_Exercise materials_:

_ _ _

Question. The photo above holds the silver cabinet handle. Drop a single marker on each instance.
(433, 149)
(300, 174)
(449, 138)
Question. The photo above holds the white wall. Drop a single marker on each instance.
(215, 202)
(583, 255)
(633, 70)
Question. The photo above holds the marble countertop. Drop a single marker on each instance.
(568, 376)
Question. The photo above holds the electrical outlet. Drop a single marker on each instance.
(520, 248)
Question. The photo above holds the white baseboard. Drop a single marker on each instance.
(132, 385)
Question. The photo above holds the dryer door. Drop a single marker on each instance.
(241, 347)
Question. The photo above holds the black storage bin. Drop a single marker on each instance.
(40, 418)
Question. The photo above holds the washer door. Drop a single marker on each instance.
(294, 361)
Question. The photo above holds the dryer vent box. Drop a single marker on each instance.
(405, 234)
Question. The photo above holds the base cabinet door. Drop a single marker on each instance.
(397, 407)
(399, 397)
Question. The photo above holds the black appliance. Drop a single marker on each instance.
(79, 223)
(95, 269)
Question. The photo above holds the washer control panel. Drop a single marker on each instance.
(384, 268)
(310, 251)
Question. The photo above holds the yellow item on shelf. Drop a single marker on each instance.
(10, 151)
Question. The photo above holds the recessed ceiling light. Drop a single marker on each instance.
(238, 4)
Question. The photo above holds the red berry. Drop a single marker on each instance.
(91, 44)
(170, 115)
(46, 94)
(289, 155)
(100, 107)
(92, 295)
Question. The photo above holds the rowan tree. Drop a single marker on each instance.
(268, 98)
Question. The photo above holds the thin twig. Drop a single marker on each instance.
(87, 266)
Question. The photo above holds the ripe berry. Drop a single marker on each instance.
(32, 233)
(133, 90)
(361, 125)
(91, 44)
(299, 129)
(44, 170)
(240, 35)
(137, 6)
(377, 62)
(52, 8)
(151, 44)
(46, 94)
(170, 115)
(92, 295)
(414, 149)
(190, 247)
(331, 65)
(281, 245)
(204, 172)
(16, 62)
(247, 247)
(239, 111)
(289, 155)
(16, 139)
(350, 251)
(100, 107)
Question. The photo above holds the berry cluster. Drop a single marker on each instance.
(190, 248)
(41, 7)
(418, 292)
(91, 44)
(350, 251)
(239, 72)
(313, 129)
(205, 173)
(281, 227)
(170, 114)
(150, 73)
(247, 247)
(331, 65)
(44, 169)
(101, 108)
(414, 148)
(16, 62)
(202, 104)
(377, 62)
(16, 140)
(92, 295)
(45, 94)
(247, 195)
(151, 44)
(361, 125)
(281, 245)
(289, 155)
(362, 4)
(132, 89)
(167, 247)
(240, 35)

_ _ _

_Task requirements_: When you restate the listing, keep each line identical to the original.

_Solution to the problem_:
Question. The photo above holds the silver cabinet handle. Drop a single marker on each instance.
(433, 149)
(300, 174)
(449, 138)
Question. The photo above holds the white wall. Drop a single marker on each instance.
(215, 202)
(583, 255)
(633, 70)
Question. The photo above holds the marble countertop. Drop a single marker on each instance.
(568, 376)
Question. The photo above holds the electrical outlet. Drop a single marker on each instance.
(520, 248)
Question. The photo above holds the white baseboard. Drop a single marker on each instance.
(132, 385)
Question. The photo above holds the dryer door. Drop a single marker on each instance.
(241, 347)
Question. The photo above holds the black storage bin. Drop a single marker on each instance.
(40, 418)
Question. The photo above holds the washer door. Drop a single marker on each instance.
(294, 361)
Question. The photo above holds the dryer vent box. Drop a single marker on each instance.
(405, 234)
Question. The photo above holds the base cabinet door. Drop a single marker on each instance.
(397, 407)
(399, 397)
Question. The photo above holds the black appliance. Drop a single marker on each instance.
(79, 223)
(95, 269)
Question. The photo above holds the washer control panel. Drop a single marker on each instance.
(384, 268)
(310, 251)
Question. The photo above holds the yellow item on shelf. Drop a single marker on each instance.
(10, 151)
Question. The photo above holds the recessed ceiling light. Drop a single marker on each instance.
(238, 4)
Question. The photo above holds the red berry. Drop a single marker on each instance.
(91, 44)
(170, 115)
(46, 94)
(289, 155)
(100, 107)
(92, 295)
Question. The photo above holds the rowan tree. Drop a single marker on each instance.
(268, 98)
Question. The photo above holds the thin twig. Drop a single marker on each instance.
(87, 266)
Question. The photo above holds the ripe berry. Drop a single marker on each instance.
(32, 233)
(133, 90)
(361, 125)
(91, 44)
(299, 129)
(44, 170)
(240, 35)
(137, 6)
(377, 62)
(52, 8)
(151, 44)
(46, 94)
(170, 115)
(92, 295)
(414, 149)
(190, 247)
(331, 65)
(281, 245)
(204, 172)
(16, 62)
(247, 247)
(239, 111)
(289, 155)
(16, 139)
(350, 251)
(100, 107)
Question. The photo above holds the berry cluster. Drop a single marker on each instance.
(190, 248)
(41, 7)
(418, 292)
(91, 44)
(350, 251)
(239, 72)
(313, 129)
(205, 173)
(281, 227)
(170, 114)
(150, 73)
(247, 247)
(331, 65)
(44, 169)
(101, 108)
(414, 148)
(16, 62)
(202, 104)
(377, 62)
(16, 140)
(92, 295)
(45, 94)
(247, 195)
(151, 44)
(361, 125)
(281, 245)
(289, 155)
(362, 4)
(132, 89)
(167, 247)
(240, 35)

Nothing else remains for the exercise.